▶ ЗАДАНИЕ
Представьте строки записей ниже, от строки с «Keypoint placement rule: for each instance of the blurred» до конца записей включительно, в виде JSON-списка строк, по одной на каждую строку. Пустые строки не включайте.
:::
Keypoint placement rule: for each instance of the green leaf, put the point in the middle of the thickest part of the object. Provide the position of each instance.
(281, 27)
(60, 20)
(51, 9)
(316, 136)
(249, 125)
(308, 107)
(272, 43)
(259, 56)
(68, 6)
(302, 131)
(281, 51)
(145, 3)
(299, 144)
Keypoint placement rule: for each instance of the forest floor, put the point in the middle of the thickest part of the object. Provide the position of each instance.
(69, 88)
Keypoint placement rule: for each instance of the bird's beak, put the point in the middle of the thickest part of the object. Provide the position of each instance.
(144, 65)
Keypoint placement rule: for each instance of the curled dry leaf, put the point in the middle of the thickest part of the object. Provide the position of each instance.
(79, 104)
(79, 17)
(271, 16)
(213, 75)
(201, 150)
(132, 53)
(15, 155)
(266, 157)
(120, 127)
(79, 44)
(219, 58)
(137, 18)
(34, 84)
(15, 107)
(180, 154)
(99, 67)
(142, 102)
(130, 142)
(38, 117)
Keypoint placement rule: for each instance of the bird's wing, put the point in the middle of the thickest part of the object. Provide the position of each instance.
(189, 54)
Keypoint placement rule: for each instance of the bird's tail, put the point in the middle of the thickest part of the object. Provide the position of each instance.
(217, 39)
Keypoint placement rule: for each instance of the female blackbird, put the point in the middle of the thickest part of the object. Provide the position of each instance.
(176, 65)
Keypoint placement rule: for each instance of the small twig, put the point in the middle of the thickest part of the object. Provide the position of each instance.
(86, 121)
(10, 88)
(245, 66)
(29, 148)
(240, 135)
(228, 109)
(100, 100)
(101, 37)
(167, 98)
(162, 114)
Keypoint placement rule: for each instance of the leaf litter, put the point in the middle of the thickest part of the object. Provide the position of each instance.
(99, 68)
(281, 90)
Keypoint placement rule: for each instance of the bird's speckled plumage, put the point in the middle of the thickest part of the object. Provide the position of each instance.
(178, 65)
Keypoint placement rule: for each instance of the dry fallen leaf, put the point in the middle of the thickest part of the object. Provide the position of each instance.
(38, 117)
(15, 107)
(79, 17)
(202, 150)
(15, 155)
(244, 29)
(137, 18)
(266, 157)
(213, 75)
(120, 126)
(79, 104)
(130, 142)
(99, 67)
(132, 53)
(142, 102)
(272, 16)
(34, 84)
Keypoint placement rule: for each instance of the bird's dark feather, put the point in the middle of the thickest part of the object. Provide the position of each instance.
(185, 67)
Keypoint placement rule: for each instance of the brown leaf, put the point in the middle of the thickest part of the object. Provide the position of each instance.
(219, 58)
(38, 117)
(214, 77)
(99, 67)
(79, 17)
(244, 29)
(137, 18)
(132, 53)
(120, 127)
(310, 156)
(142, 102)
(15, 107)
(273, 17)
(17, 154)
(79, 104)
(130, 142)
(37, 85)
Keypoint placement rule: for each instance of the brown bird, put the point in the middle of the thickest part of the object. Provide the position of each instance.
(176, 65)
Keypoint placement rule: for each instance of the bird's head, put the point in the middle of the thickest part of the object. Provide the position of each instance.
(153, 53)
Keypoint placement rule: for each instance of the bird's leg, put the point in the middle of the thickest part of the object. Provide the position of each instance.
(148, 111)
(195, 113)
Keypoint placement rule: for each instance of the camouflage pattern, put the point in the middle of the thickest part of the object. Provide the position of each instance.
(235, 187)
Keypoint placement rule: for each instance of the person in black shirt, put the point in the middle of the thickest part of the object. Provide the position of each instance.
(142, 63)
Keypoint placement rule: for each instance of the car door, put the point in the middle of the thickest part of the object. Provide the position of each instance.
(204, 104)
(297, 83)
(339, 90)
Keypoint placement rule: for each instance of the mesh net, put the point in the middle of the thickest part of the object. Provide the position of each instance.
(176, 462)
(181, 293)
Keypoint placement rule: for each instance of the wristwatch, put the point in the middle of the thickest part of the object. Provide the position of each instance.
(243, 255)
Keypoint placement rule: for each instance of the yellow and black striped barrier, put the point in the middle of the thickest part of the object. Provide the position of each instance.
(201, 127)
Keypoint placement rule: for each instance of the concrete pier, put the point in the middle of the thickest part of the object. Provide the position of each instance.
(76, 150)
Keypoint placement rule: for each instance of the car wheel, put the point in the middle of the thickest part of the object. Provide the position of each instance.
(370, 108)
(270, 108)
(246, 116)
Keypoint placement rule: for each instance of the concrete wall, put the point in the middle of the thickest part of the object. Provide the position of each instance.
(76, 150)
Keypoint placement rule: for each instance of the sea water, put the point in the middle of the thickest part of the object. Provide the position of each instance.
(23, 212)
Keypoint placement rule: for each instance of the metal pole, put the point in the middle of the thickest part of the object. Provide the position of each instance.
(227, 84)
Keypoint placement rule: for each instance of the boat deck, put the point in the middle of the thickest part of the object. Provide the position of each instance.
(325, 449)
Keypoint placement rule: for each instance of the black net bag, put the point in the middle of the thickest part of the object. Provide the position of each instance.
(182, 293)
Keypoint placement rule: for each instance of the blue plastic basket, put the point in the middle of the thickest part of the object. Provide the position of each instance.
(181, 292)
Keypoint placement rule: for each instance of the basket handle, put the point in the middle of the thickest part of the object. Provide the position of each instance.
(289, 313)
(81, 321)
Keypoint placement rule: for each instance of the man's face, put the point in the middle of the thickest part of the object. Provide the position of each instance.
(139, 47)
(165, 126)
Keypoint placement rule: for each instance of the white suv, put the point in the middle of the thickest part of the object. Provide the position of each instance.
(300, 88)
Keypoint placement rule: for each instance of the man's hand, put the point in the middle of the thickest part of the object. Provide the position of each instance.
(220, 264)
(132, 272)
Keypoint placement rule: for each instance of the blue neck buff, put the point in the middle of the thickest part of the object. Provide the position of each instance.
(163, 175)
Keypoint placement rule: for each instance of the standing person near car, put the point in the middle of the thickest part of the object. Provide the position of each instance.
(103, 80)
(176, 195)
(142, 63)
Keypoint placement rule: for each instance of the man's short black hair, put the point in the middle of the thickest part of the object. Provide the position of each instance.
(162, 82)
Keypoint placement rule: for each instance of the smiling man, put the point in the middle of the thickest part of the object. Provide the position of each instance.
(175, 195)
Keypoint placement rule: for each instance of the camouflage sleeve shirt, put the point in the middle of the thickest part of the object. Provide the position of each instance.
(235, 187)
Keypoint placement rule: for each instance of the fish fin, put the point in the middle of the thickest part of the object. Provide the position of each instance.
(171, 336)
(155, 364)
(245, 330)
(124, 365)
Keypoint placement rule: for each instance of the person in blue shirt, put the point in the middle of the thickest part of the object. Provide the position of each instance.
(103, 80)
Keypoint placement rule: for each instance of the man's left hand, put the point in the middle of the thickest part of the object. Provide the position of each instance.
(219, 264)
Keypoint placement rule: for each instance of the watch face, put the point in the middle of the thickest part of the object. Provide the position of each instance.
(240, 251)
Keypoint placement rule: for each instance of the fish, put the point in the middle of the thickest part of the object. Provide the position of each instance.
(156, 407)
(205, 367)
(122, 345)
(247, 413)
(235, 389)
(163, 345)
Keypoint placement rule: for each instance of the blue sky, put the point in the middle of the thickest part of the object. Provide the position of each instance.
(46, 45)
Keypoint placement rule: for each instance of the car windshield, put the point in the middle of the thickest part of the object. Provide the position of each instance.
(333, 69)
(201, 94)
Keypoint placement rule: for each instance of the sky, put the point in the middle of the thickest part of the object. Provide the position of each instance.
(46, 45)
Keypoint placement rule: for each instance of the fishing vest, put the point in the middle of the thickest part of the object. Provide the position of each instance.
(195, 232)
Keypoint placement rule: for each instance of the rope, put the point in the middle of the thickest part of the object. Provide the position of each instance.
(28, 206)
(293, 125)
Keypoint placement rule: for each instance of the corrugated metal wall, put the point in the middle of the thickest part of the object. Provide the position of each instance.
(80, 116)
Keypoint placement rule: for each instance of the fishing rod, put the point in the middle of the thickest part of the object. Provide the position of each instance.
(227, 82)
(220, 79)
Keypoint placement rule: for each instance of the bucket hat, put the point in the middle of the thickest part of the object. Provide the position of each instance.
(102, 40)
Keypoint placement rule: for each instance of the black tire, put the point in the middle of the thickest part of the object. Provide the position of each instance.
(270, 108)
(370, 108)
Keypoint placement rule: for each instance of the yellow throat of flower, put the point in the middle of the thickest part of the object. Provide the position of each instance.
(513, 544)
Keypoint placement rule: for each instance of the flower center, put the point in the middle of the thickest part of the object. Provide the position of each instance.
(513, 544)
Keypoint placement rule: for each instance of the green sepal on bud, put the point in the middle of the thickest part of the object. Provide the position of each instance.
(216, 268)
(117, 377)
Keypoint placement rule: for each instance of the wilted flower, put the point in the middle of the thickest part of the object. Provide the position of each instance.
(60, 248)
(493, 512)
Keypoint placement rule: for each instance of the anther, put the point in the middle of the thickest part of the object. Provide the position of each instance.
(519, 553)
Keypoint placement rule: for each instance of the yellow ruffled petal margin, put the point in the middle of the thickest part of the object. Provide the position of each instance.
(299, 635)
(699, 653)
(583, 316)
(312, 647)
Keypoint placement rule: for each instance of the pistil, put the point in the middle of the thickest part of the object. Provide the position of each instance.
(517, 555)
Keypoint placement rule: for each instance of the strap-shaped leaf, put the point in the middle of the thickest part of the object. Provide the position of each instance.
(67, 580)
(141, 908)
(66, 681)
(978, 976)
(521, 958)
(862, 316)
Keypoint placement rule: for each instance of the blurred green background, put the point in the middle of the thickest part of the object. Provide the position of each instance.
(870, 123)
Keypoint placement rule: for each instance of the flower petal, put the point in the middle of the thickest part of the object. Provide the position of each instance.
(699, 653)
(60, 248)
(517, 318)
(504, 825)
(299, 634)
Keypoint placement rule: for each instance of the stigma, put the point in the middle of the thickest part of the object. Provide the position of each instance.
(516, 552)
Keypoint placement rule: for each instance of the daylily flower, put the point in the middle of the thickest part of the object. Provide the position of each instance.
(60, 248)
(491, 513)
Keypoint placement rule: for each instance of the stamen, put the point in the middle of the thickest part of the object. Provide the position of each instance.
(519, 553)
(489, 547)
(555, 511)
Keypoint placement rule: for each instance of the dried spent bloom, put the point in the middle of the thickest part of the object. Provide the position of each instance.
:::
▶ РЕЗУЛЬТАТ
[
  "Keypoint placement rule: for each instance of the blurred green background, put the point in the middle of the thickest part of the object. Provide the position of each instance.",
  "(870, 123)",
  "Keypoint placement rule: for each instance of the flower petal, put the point in the middle of the thickest part of the object. Provide the position of each instance.",
  "(699, 653)",
  "(60, 248)",
  "(517, 318)",
  "(504, 825)",
  "(299, 634)",
  "Keypoint placement rule: for each instance of the stigma, put the point in the middle of the thickest part of the object. Provide the position of each instance.",
  "(516, 552)",
  "Keypoint placement rule: for each instance of the daylily flower, put the point in the middle of the thickest part of the object. Provide the position of each instance.",
  "(60, 248)",
  "(491, 513)",
  "Keypoint placement rule: for each instance of the stamen, put the point in the middle of the thickest part of the object. Provide the position of each instance.",
  "(519, 553)",
  "(489, 547)",
  "(555, 511)",
  "Keypoint placement rule: for each instance of the dried spent bloom, put the point in the middle of the thickest part of the object. Provide the position of each instance."
]